_WORK TO DO:_ Reproduce verbatim the records below, from the line containing "Expected: one point per instance of the row" up to and including the line containing "point(918, 648)". Leave the pictures out of your copy.
--- START DATA SHOWN ---
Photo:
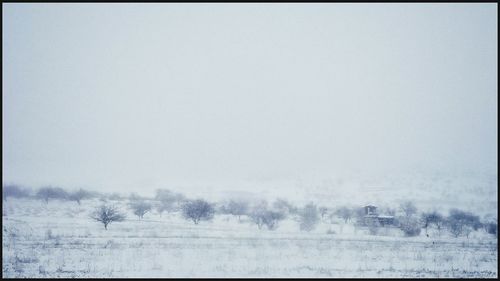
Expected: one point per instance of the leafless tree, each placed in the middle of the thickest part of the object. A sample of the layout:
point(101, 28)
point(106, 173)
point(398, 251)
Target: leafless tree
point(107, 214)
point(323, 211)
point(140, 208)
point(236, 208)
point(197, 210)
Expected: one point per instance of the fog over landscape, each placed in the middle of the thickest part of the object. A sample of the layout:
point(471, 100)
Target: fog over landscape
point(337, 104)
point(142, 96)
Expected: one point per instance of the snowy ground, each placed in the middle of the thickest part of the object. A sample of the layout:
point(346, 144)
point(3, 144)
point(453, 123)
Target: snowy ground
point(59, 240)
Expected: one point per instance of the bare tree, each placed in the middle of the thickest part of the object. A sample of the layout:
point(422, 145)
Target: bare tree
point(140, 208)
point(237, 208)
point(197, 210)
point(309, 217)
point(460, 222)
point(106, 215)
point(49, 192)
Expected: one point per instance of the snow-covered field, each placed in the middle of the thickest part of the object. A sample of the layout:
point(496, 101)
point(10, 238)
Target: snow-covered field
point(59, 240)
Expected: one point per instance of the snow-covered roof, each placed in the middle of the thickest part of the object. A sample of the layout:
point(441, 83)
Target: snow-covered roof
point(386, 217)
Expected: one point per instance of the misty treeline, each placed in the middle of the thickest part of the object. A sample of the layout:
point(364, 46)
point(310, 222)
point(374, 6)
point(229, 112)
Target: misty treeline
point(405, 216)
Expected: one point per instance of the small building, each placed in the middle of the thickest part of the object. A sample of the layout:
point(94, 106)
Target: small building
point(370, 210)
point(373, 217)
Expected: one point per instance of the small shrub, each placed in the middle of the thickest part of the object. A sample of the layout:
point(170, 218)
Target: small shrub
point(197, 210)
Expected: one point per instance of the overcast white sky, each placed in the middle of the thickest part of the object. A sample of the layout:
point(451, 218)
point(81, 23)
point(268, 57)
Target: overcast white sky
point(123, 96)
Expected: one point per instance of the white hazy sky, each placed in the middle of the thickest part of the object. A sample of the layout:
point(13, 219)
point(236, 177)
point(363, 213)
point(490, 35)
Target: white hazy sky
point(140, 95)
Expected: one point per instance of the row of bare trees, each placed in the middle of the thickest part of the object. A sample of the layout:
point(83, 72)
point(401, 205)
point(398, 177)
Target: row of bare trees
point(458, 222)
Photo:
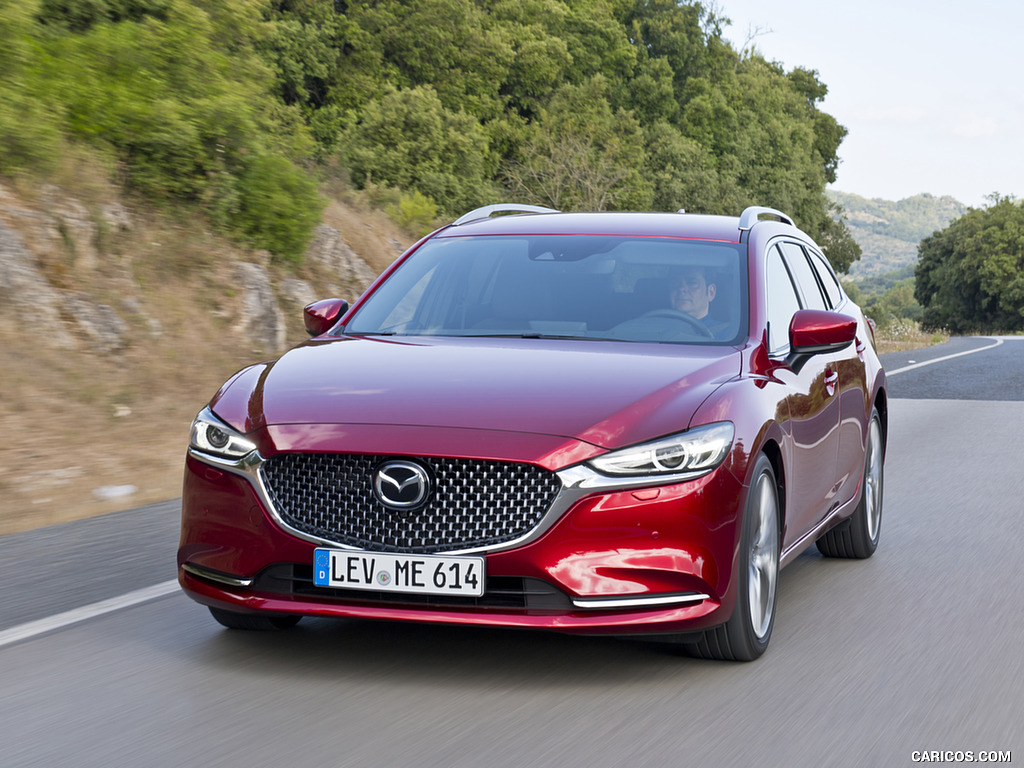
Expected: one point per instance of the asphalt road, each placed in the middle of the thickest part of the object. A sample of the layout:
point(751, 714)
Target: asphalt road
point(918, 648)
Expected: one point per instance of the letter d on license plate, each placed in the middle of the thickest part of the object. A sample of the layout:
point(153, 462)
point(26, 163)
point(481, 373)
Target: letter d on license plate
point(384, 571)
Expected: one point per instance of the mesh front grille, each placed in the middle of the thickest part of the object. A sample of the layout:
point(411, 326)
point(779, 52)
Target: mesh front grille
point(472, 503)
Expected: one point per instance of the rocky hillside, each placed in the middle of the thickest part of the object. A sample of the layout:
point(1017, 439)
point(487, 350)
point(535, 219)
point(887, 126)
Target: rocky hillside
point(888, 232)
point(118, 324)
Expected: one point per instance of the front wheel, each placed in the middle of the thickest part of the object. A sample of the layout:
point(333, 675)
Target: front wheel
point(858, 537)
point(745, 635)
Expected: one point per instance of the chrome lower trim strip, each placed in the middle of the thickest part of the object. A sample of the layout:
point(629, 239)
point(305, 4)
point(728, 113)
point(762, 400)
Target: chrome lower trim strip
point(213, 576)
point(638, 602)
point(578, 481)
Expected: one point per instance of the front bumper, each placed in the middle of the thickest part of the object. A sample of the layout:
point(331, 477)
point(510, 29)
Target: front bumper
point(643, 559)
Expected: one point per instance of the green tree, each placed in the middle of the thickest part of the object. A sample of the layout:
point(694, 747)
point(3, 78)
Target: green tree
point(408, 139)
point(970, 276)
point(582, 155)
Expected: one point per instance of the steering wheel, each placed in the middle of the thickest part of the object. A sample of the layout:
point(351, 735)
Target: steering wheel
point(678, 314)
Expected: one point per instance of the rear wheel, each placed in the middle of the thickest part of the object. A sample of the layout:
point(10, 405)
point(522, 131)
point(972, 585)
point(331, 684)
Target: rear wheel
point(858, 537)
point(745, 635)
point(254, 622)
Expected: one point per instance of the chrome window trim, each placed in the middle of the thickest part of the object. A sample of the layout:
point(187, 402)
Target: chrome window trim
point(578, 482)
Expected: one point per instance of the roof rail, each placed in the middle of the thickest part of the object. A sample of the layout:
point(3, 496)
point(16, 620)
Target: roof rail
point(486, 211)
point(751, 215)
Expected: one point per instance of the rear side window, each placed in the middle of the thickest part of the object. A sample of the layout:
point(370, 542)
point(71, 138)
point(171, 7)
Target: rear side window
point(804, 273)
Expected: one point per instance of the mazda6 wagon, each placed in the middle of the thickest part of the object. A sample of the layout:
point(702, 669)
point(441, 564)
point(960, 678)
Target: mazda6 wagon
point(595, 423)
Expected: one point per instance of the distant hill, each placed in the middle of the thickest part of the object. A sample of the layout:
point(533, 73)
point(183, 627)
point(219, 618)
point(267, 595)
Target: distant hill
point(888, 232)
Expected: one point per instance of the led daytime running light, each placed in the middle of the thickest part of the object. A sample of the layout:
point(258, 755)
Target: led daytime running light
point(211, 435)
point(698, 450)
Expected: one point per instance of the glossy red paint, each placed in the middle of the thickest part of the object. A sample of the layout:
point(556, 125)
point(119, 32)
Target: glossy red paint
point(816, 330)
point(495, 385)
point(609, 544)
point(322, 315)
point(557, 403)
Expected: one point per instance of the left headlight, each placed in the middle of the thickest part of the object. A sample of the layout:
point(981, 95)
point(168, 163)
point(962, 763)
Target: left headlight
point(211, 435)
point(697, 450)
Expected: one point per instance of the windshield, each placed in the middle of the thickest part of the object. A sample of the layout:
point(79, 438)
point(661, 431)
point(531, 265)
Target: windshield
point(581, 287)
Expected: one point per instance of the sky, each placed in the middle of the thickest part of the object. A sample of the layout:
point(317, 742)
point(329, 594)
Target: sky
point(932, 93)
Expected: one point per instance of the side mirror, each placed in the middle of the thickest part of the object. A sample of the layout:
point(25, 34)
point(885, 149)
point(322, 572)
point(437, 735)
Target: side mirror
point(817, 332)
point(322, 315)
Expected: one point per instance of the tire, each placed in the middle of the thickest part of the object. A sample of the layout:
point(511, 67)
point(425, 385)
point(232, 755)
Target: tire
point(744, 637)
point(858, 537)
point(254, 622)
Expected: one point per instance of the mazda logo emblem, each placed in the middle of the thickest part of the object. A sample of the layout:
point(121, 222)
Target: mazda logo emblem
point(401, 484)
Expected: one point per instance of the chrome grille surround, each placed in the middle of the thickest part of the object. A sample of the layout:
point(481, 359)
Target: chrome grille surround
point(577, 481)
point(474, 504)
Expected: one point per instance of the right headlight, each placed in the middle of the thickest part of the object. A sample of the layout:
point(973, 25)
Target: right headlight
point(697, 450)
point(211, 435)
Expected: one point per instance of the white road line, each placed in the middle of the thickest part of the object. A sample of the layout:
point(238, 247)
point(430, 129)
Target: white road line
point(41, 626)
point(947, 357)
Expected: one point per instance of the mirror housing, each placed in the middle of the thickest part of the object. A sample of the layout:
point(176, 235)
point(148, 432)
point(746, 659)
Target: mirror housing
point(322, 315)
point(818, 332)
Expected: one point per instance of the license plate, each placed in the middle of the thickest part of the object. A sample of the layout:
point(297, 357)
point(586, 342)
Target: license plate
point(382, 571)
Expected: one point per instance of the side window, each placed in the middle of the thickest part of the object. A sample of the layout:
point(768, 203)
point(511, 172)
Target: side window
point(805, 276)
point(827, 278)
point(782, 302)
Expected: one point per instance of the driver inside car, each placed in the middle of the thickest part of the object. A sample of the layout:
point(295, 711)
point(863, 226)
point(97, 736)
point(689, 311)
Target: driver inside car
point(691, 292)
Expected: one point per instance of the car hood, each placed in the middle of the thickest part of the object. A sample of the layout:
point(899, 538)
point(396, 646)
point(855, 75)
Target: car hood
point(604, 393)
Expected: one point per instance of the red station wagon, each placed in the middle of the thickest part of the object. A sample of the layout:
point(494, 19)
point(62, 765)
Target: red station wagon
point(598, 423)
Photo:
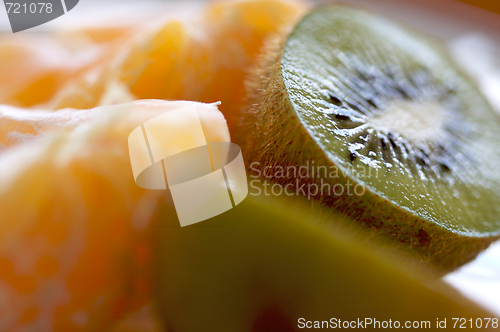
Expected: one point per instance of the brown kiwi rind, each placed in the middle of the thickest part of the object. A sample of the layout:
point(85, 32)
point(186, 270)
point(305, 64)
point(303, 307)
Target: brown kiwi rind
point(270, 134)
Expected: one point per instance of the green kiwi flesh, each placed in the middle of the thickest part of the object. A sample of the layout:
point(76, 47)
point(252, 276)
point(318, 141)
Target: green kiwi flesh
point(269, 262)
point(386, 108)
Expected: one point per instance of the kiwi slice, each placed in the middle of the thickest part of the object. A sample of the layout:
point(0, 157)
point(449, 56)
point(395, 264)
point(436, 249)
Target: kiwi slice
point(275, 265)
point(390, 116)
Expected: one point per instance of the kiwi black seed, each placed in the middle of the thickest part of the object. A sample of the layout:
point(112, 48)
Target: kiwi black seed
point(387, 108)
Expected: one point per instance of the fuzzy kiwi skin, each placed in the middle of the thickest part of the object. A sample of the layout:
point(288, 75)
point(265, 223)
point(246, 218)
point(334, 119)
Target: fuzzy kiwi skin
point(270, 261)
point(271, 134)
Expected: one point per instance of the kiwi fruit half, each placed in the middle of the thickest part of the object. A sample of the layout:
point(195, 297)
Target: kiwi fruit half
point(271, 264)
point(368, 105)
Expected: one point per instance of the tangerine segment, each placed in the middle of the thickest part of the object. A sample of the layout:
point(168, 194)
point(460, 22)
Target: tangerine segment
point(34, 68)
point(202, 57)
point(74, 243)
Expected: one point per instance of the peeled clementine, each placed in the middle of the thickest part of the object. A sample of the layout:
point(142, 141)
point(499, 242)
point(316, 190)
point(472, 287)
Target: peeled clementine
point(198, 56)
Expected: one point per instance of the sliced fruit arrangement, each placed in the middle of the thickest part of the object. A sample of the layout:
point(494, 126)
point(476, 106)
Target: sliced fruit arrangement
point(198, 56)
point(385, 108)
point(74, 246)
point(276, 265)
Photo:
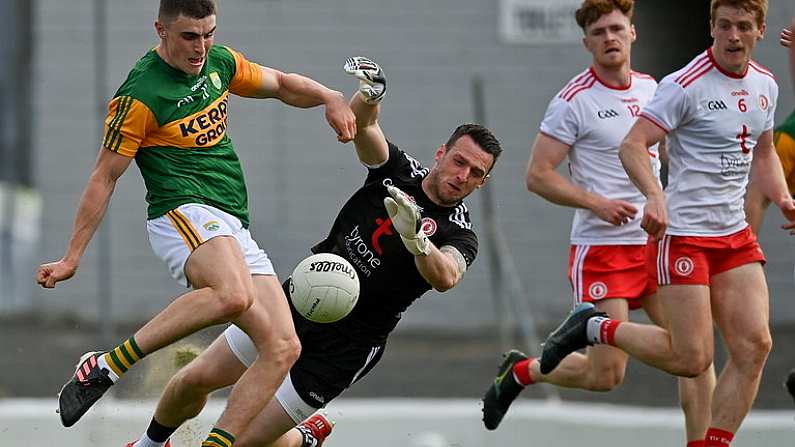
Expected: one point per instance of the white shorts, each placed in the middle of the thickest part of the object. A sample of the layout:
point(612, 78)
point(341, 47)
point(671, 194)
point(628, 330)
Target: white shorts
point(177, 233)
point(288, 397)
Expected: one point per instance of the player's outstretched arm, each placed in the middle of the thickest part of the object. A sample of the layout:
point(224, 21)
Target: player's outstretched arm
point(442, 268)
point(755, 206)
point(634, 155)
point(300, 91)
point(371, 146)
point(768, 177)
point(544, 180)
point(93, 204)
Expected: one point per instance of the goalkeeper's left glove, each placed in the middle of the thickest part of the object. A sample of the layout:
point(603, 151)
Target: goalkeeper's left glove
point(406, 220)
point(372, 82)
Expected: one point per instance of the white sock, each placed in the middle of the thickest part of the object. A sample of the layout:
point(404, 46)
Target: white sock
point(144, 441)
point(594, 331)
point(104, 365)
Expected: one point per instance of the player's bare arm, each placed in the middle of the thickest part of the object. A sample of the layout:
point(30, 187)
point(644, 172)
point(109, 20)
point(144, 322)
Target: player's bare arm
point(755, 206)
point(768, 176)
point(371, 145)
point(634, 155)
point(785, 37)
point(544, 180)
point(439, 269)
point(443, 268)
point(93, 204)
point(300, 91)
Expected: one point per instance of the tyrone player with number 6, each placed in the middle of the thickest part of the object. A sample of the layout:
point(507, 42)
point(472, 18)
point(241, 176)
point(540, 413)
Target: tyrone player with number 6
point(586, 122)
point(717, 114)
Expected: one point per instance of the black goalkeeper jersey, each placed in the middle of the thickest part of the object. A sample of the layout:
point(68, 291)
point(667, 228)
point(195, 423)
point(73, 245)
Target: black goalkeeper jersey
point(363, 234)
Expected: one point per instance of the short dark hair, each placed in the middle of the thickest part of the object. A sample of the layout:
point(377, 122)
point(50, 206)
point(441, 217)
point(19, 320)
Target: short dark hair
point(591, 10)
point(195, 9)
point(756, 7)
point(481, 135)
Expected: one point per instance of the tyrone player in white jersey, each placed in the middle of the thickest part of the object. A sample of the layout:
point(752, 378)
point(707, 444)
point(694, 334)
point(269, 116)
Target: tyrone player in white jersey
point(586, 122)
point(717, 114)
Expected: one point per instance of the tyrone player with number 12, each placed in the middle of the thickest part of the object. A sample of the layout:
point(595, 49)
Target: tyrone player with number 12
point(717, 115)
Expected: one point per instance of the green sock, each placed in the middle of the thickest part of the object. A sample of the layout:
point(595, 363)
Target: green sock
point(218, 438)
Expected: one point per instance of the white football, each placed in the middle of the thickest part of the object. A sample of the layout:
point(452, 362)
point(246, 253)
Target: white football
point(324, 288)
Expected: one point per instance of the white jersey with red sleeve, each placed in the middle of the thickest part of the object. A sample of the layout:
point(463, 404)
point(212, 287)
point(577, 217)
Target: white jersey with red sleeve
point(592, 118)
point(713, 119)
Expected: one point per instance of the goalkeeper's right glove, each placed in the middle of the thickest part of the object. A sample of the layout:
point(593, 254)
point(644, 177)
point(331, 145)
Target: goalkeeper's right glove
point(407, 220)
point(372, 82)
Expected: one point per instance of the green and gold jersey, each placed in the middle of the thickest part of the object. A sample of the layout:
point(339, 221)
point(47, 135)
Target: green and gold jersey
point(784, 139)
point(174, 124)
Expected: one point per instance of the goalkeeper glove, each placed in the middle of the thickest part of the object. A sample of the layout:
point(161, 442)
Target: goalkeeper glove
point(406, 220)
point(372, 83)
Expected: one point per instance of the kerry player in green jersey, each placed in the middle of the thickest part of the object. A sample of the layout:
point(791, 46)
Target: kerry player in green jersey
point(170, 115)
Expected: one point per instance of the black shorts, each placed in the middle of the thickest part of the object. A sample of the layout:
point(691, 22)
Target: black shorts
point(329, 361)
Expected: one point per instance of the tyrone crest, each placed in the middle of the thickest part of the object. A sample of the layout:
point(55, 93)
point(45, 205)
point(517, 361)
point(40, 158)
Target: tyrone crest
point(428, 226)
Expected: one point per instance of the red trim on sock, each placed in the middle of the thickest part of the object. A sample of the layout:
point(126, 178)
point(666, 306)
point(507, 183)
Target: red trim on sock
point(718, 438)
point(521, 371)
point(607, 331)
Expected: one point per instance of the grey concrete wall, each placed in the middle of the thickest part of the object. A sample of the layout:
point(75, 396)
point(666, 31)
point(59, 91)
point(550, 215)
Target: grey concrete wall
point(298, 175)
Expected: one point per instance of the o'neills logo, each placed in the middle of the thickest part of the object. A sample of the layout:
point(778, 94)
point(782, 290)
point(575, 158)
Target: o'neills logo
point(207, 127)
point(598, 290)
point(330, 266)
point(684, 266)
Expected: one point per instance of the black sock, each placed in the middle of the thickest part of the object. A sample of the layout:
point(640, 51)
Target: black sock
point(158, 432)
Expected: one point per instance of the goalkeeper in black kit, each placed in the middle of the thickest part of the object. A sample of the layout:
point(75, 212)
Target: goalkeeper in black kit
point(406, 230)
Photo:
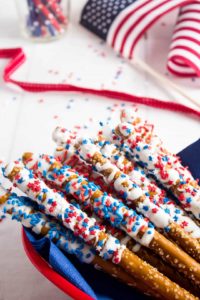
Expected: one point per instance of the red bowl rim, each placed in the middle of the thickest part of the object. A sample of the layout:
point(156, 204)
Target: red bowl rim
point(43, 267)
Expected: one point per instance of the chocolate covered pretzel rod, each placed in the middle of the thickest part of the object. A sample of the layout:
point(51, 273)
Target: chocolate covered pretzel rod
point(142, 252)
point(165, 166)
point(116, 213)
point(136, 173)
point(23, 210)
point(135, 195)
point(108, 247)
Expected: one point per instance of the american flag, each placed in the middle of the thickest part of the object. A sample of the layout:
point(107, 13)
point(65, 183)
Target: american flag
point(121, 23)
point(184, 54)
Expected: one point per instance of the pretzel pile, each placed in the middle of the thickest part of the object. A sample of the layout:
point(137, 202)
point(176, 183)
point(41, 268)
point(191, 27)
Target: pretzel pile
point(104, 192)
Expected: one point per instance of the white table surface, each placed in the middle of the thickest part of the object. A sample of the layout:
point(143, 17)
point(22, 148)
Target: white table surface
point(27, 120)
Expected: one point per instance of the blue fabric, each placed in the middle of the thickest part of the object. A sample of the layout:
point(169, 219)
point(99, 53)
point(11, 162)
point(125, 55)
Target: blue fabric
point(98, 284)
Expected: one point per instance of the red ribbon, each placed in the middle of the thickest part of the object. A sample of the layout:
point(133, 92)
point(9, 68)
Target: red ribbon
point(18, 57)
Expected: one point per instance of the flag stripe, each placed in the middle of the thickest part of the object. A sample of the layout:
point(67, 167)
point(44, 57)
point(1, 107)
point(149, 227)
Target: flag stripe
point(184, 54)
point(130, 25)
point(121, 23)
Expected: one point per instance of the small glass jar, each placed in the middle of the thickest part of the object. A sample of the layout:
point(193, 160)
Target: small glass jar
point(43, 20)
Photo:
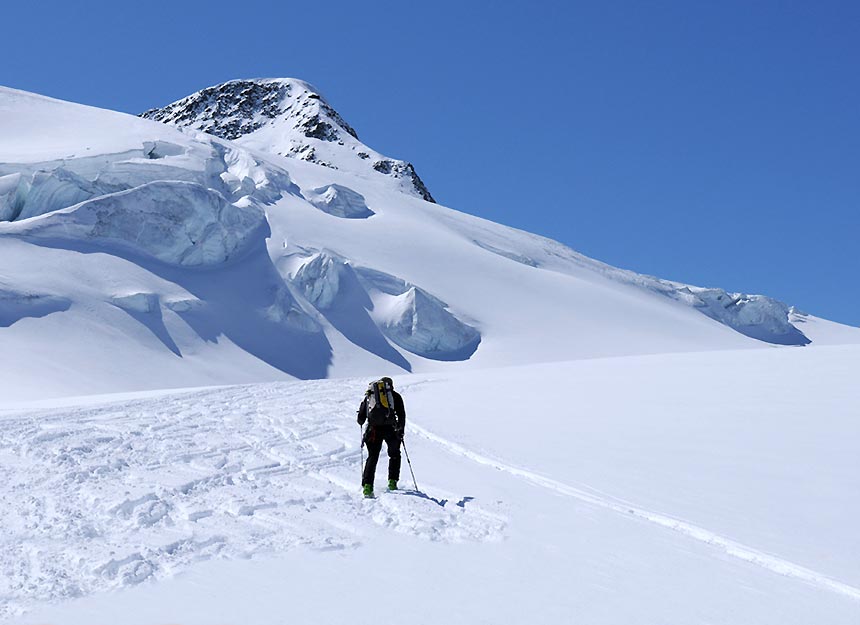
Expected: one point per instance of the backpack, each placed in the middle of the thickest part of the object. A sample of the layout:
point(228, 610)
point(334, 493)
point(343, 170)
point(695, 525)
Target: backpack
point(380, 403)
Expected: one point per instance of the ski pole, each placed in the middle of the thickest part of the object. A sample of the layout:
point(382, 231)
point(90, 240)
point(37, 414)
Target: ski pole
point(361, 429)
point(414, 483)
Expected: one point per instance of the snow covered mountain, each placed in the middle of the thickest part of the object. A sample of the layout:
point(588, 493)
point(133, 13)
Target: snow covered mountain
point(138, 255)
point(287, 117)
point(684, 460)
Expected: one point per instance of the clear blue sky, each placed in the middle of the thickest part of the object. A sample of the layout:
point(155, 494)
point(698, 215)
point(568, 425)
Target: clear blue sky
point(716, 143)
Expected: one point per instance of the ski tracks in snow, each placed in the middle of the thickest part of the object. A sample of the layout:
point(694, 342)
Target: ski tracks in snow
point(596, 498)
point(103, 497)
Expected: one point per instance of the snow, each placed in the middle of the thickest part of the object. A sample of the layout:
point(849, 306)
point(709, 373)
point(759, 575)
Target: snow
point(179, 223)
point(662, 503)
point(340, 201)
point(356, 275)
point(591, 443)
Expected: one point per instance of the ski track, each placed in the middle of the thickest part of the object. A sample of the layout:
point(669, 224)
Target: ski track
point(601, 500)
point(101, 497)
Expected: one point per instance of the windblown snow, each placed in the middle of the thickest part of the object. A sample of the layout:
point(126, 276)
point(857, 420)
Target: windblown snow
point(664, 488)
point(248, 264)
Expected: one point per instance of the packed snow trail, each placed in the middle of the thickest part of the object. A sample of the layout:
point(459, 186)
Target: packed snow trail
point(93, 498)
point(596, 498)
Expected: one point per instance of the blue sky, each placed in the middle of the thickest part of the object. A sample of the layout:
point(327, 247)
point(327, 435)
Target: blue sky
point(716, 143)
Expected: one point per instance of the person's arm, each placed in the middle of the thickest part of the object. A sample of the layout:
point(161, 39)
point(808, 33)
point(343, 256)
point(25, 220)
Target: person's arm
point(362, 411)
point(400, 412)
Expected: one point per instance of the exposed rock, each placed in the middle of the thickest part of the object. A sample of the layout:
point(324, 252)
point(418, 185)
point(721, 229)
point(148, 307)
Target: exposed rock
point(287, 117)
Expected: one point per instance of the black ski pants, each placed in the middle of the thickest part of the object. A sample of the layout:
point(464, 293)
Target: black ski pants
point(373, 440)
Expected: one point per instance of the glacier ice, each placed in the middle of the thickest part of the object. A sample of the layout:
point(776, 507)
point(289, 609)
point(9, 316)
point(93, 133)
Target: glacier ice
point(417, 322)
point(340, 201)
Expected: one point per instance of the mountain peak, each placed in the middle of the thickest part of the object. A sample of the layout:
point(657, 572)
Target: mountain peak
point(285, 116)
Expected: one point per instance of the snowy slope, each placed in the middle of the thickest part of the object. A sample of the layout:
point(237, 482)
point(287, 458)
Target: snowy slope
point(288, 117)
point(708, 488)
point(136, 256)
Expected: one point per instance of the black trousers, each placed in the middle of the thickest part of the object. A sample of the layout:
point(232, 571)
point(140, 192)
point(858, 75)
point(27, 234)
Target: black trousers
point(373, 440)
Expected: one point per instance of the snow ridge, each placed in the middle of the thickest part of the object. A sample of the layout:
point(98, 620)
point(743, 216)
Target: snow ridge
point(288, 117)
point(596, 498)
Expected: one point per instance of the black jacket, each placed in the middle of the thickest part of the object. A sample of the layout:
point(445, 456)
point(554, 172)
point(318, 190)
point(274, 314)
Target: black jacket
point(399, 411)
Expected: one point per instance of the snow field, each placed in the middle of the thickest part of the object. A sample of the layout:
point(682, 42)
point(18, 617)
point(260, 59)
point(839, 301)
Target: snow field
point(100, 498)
--- END DATA SHOWN ---
_THE REPLY:_
Expected: one point per instance of the row of bare trees, each placed in the middle of the thickest part of the object. A sample of the layout:
point(83, 72)
point(401, 205)
point(398, 177)
Target: row of bare trees
point(458, 222)
Photo:
Expected: one point per instance of the asphalt road, each placed in the middle of the thickest part of the object. A sample of the layout:
point(751, 714)
Target: asphalt road
point(918, 648)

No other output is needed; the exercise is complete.